▶ TASK REQUIREMENTS
Copy all the entries below exactly, but not the pictures.

▶ RECORDS FOR THIS TASK
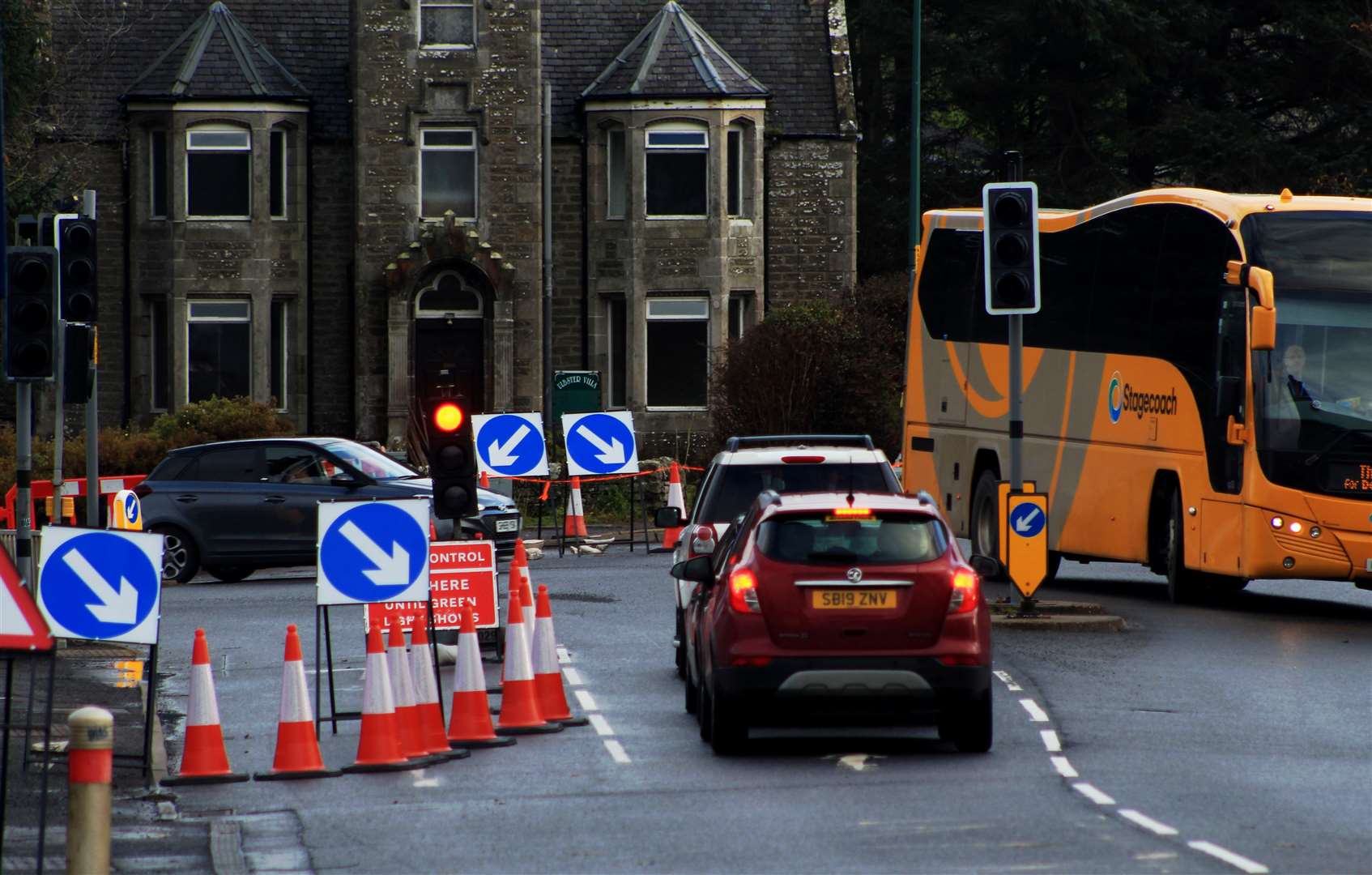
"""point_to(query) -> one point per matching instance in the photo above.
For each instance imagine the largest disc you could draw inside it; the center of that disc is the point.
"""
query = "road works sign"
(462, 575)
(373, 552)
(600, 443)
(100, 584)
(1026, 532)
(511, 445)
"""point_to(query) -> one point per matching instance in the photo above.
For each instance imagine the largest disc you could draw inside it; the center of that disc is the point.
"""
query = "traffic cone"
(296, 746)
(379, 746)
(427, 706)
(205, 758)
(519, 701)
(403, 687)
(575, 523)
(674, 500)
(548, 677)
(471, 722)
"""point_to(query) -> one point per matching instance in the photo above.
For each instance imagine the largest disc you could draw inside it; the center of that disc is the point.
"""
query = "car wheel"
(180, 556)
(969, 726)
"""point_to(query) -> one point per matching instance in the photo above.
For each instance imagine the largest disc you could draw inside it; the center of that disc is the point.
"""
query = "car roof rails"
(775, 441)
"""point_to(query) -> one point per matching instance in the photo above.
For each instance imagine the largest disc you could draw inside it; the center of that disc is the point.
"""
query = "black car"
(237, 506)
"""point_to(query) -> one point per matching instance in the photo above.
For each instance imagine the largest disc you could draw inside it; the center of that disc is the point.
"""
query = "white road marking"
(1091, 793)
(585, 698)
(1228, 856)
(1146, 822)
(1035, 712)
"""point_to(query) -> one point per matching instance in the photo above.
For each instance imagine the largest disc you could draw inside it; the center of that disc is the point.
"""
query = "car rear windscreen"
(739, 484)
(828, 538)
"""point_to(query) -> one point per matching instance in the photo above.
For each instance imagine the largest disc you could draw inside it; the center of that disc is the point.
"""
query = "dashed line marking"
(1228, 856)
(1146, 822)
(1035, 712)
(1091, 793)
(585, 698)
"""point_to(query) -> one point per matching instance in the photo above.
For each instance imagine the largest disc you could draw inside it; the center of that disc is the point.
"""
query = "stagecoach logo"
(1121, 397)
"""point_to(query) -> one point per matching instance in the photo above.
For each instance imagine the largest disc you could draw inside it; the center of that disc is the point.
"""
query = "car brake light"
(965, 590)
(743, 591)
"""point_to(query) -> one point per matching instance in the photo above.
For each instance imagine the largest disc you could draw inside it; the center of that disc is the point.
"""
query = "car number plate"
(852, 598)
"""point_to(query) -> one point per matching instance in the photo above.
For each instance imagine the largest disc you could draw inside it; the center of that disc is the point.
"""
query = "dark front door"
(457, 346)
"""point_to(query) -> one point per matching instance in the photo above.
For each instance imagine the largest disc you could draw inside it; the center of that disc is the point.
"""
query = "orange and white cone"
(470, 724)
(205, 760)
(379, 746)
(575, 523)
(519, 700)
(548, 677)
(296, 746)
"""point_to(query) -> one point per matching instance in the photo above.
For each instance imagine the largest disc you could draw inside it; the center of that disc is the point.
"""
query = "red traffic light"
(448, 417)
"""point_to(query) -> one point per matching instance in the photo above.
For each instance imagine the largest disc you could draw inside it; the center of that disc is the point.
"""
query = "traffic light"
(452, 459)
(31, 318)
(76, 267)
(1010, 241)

▶ SOLUTION FOR THIS TASK
"""point_to(query) -> one point per matching instance in the photo above.
For each instance imagine the largest disc you could draw inside it; the center of that disc is the point.
"""
query = "road works sign"
(462, 575)
(373, 552)
(600, 443)
(100, 584)
(1026, 532)
(511, 445)
"""point_to(query) -> one point per matching instance in the photo above.
For each instance imagine the largest disc you could draw inside it; the center of that disc is the point.
"""
query = "traffic cone"
(296, 746)
(379, 746)
(427, 706)
(205, 758)
(519, 701)
(403, 687)
(575, 523)
(674, 500)
(548, 677)
(471, 722)
"""point_to(query) -> one point per matching instance in the photo above.
For each instance imagine the largest disc you could draw inside it; the center of that disc is the point.
"""
query = "car wheel"
(180, 556)
(969, 726)
"""point_to(query) -> one point per matching instance in the photo above.
For each instance imagine the largest disc you could draw inside it; the center of that disc is the point.
"""
query = "car roof rails"
(775, 441)
"""point_to(query) -> one point per matching instance in the photo above.
For each instance imagine the largest disc you could draw inside it; the center of that disc is the point.
"""
query = "black car"
(237, 506)
"""point_to(query) -> one point per matching instance in the photo above.
For each instance imagine the largest disc you could draw inside it; the center of that disc is the point.
"""
query = "white road marking"
(1091, 793)
(585, 698)
(1228, 856)
(1146, 822)
(1035, 712)
"""point_to(query) -> one point per matching instance in the photo above.
For each instance imagine the largest disc you could draw inside it; the center of that disc is the point.
"""
query = "car rear windscreen"
(739, 484)
(828, 538)
"""point_to(query) -> one point per matching instance in the photo above.
For each instance imagine the largest disc you could draw inside it; the center of that disc is the point.
"""
query = "dashed line marking"
(1228, 856)
(1146, 822)
(1035, 712)
(1091, 793)
(585, 698)
"""point_to(query) -> one point per matching instance in the photo above.
For each instance imagine the largest disc you could draw inside it; the center of that disc is the point.
"""
query = "stagecoach logo"
(1121, 397)
"""point_to(query) -> one point per matching instance in the photo above.
For each instance imagine the largest disc you could draw inside it; the center of that disc is the point.
"""
query = "car brake light"
(965, 590)
(743, 591)
"""point_to(query) -> one point per matching instance in the photo above.
For each instance imagine the largest disc you could draw inside it; the center of that disc is the point.
"""
query = "car number plate"
(852, 598)
"""point_to(query) -> one point per matching instance in the photo above.
For each instance imagine the largest disc you could draw inside it; the center of that disc is the point.
"""
query = "dark front door"
(457, 346)
"""point_to(query) -> one point per matching instance in the photo above.
For each instance imagine the largest disc you could draw inside it; the center of that disc is the point.
"""
query = "orange and white cone"
(470, 724)
(205, 760)
(379, 746)
(575, 523)
(519, 700)
(548, 677)
(296, 746)
"""point_to(query) -> one point per matching instance in the photo above.
For each instance imagine the largest disc you could draw inside it; the center of that disc is the point.
"""
query = "red traffic light"
(448, 417)
"""point_to(query) -> one point per matching instance in the photo above.
For each instance imagine the largest disc you could draw inside it; the center of that disc is the point.
"""
query = "traffic light"
(452, 459)
(31, 318)
(76, 267)
(1010, 241)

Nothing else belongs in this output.